Description of the task>
List every line in the entries below that contains the string "stone", copying each line in full.

● ● ● ●

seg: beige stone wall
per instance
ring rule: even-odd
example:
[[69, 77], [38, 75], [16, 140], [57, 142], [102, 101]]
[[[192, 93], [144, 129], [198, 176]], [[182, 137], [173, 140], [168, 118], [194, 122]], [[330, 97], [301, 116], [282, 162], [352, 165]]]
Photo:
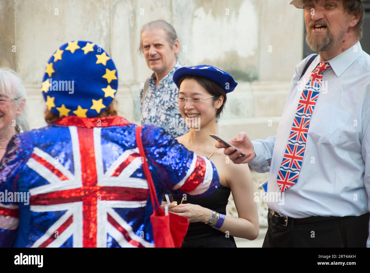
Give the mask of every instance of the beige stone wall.
[[[244, 131], [252, 139], [264, 139], [275, 133], [303, 55], [303, 11], [287, 2], [1, 0], [0, 66], [15, 69], [23, 79], [31, 126], [40, 127], [45, 106], [40, 88], [47, 60], [68, 41], [92, 41], [117, 68], [121, 114], [137, 121], [139, 87], [151, 73], [137, 52], [141, 28], [164, 19], [176, 30], [184, 65], [218, 66], [239, 83], [228, 96], [220, 135], [227, 139]], [[257, 191], [267, 174], [252, 174]], [[265, 207], [261, 207], [262, 216]]]

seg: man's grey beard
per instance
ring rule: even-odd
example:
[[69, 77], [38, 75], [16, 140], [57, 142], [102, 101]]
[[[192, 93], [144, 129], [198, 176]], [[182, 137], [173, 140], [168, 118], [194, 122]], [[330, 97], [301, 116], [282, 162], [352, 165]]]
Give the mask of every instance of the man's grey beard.
[[318, 42], [315, 39], [315, 34], [312, 30], [310, 33], [307, 33], [306, 35], [306, 42], [311, 50], [315, 52], [327, 50], [332, 47], [333, 44], [333, 36], [330, 32], [328, 32], [328, 34], [325, 36], [325, 39]]

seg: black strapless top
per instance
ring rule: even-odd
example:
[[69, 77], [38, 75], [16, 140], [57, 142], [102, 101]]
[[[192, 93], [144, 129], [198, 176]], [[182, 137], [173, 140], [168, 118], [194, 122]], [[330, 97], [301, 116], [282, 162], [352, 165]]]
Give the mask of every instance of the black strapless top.
[[[189, 203], [199, 205], [216, 212], [226, 215], [226, 205], [228, 204], [231, 190], [228, 188], [220, 184], [210, 195], [208, 196], [198, 197], [197, 195], [186, 195], [186, 200], [183, 204]], [[177, 201], [179, 204], [182, 196], [174, 196], [174, 201]], [[209, 225], [202, 222], [196, 222], [189, 224], [188, 232], [184, 240], [195, 239], [201, 237], [223, 233], [211, 227]]]

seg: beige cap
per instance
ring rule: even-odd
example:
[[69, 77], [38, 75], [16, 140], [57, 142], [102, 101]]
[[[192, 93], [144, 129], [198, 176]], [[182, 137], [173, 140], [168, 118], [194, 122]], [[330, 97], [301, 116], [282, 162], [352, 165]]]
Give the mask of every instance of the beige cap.
[[[364, 0], [361, 0], [361, 1]], [[303, 9], [304, 7], [305, 0], [293, 0], [289, 3], [291, 5], [294, 5], [297, 9]]]

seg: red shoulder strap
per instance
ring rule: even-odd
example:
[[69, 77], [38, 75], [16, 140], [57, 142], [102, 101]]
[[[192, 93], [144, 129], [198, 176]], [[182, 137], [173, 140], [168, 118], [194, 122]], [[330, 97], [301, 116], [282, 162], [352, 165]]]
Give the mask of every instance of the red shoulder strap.
[[[158, 202], [158, 198], [157, 198], [157, 195], [155, 193], [155, 190], [154, 188], [154, 184], [153, 182], [153, 179], [152, 178], [152, 175], [150, 174], [150, 171], [149, 170], [149, 167], [148, 165], [148, 162], [147, 162], [147, 158], [145, 156], [145, 153], [144, 152], [144, 148], [142, 146], [142, 142], [141, 140], [141, 131], [142, 129], [142, 126], [138, 126], [136, 127], [135, 131], [135, 134], [136, 136], [136, 143], [139, 148], [139, 152], [140, 156], [142, 159], [142, 167], [144, 170], [144, 173], [145, 174], [145, 177], [148, 181], [148, 185], [149, 188], [149, 192], [150, 193], [150, 199], [152, 201], [152, 205], [153, 206], [154, 211], [158, 211], [158, 210], [161, 210], [162, 208], [159, 206], [159, 203]], [[157, 205], [157, 208], [154, 205]]]

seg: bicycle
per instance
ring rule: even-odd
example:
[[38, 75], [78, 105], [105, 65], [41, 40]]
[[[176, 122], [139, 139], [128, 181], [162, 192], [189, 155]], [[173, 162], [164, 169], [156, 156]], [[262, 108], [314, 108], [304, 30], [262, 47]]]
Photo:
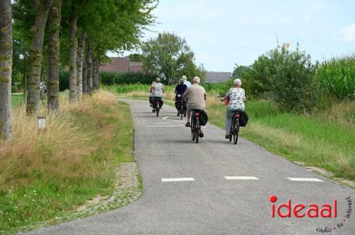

● ● ● ●

Response to the task>
seg: beige stone wall
Give the mask of every instance of the beige stone wall.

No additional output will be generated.